◆ Excerpt provided ◆
Skip to content

bug in sum() on integer vector

8 messages · Peter Dalgaard, John C Nash, Uwe Ligges +2 more

#
Following this thread, I wondered why nobody tried cumsum to see where the integer
overflow occurs. On the shorter xx vector in the little script below I get a message:

Warning message:
Integer overflow in 'cumsum'; use 'cumsum(as.numeric(.))'
But sum() does not give such a warning, which I believe is the point of contention. Since
cumsum() does manage to give such a warning, and show where the overflow occurs, should
sum() not be able to do so? For the record, I don't class the non-zero answer as an error
in itself. I regard the failure to warn as the issue.

For info, on my Ubnuntu Lucid 10.04 system that has 4 GB of RAM but no swap, the last line
of the script to do the int64 sum chugs for about 2 minutes then gives "Killed" and
returns to the terminal prompt. It also seems to render some other applications unstable
(I had Thunderbird running to read R-devel, and this started to behave strangely after the
crash, and I had to reboot.) I'm copying Romain as package maintainer, and I'll be happy
to try to work off-list to figure out how to avoid the "Killed" result. (On a 16GB
machine, I got the 0 answer.)

Best,

John Nash

Here's the system info and small script.
## sumerr.R  20111214
library(int64)
x <- c(rep(1800000003L, 10000000), -rep(1200000002L, 15000000))
xx <- c(rep(1800000003L, 1000), -rep(1200000002L, 1500))
sum(x)
sum(as.double(x))
sum(xx)
sum(as.double(xx))
cumsum(xx)
cumsum(as.int64(xx))

tmp<-readline("Now try the VERY SLOW int64")
sum(as.int64(x))
#
On Dec 14, 2011, at 16:19 , John C Nash wrote:

            
It (sum) does warn if you take the two "halves" separately. The issue is that the overflow is detected at the end of the summation, when the result is to be saved to an integer (which of course happens for all intermediate sums in cumsum)
[1] NA
Warning message:
In sum(x[1:1e+07]) : Integer overflow - use sum(as.numeric(.))
[1] NA
Warning message:
In sum(x[10000001:1.5e+07]) : Integer overflow - use sum(as.numeric(.))
[1] 4996000

There's a pretty easy fix, essentially to move

    if(s > INT_MAX || s < R_INT_MIN){
        warningcall(call, _("Integer overflow - use sum(as.numeric(.))"));
        *value = NA_INTEGER;
    }

inside the summation loop. Obviously, there's a speed penalty from two FP comparisons per element, but I wouldn't know whether it matters in practice for anyone.
#
On 14.12.2011 17:19, peter dalgaard wrote:
I don't think I am interested in where the overflow happens if I call 
sum()...

Uwe
#
I agree that where the overflow occurs is not critical (one can go back to cumsum and find
out). I am assuming that Uwe still wants to know there has been an overflow at some point
i.e., a warning. This could become more "interesting" as parallel computation causes
different summation orderings on sums of large numbers of items.

JN
On 12/14/2011 03:58 PM, Uwe Ligges wrote:
#
On 14.12.2011 22:16, John C Nash wrote:
Yes, sure.

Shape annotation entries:
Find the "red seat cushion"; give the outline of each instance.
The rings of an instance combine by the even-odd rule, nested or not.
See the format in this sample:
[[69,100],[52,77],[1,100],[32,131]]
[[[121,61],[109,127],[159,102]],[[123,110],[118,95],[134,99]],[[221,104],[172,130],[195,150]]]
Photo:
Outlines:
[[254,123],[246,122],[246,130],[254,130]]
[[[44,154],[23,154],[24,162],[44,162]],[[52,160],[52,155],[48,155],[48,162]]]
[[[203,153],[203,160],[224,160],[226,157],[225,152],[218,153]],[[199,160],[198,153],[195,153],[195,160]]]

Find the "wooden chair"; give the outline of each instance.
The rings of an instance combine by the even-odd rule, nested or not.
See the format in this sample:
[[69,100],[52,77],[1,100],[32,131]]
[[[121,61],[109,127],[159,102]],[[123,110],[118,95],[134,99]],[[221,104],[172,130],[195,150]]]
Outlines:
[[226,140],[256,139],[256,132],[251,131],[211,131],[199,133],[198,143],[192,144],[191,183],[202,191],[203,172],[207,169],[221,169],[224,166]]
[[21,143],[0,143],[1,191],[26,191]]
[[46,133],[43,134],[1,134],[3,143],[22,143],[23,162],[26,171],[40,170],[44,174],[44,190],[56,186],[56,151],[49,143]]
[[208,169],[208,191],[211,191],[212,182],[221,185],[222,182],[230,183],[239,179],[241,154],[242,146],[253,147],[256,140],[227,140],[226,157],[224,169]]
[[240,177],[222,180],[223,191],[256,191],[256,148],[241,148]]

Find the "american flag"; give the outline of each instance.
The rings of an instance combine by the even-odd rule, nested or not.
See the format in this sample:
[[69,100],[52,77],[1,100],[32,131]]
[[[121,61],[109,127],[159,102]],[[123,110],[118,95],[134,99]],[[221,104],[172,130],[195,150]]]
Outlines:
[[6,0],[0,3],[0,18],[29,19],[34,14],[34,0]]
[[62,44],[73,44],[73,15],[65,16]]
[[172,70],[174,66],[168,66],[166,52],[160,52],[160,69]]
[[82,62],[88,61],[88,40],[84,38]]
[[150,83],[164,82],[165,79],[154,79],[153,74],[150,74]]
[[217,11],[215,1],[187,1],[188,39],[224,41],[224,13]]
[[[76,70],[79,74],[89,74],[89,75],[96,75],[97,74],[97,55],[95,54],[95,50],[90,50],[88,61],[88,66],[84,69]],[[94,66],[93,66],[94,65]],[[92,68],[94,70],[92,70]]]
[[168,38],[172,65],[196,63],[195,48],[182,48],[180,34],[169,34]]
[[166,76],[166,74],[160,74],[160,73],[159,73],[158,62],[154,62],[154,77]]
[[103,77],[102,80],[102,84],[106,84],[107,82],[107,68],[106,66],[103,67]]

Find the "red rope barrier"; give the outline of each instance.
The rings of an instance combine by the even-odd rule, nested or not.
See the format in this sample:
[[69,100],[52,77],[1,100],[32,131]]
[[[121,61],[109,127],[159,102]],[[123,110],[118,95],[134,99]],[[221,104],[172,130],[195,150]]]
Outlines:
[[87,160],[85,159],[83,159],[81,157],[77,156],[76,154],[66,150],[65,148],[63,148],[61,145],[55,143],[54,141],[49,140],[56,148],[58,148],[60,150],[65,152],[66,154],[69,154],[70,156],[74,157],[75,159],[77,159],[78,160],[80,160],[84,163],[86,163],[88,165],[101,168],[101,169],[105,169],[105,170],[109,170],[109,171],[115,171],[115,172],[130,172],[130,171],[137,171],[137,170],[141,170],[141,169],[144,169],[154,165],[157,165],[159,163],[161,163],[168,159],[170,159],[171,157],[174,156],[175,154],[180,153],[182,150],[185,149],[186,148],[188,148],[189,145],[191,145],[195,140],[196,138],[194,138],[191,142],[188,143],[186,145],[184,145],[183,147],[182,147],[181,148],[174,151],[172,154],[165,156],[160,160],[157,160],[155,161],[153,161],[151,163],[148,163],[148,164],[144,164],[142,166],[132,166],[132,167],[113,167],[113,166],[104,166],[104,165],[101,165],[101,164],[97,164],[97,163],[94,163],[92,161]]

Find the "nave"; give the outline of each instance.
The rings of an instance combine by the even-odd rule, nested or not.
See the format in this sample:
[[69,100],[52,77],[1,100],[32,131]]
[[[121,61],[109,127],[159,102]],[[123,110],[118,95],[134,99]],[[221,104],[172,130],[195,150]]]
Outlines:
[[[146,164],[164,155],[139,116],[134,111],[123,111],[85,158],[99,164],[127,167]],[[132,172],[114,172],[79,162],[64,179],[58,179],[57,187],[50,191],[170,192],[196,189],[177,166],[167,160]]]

◆ Set tasks ◆
A. From the sum() overflow thread, copy the passage between "8 messages ·" and "as the issue.", inclusive.
B. In the sum() overflow thread, on the 4 GB system, how long does the script's last line run before it prints "Killed"?
C. Translate this sentence from the sum() overflow thread into Spanish: "I regard the failure to warn as the issue."

◆ Replies ◆
A.
8 messages · Peter Dalgaard, John C Nash, Uwe Ligges +2 more

#
Following this thread, I wondered why nobody tried cumsum to see where the integer
overflow occurs. On the shorter xx vector in the little script below I get a message:

Warning message:
Integer overflow in 'cumsum'; use 'cumsum(as.numeric(.))'
But sum() does not give such a warning, which I believe is the point of contention. Since
cumsum() does manage to give such a warning, and show where the overflow occurs, should
sum() not be able to do so? For the record, I don't class the non-zero answer as an error
in itself. I regard the failure to warn as the issue.

B. About 2 minutes.

C. Considero que el problema es la falta de advertencia.